[Dataset entries]
*** Block opens ***

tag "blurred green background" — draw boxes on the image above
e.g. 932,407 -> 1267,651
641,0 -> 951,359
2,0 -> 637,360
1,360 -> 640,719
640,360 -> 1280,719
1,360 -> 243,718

*** Block closes ***

TASK DESCRIPTION:
Could you return all of the data exactly as written?

EXERCISE SOLUTION:
tag "blurred green background" — draw boxes on the image above
e.g. 932,407 -> 1267,651
641,0 -> 951,359
2,0 -> 637,360
1,360 -> 640,719
640,360 -> 1280,719
1,360 -> 243,718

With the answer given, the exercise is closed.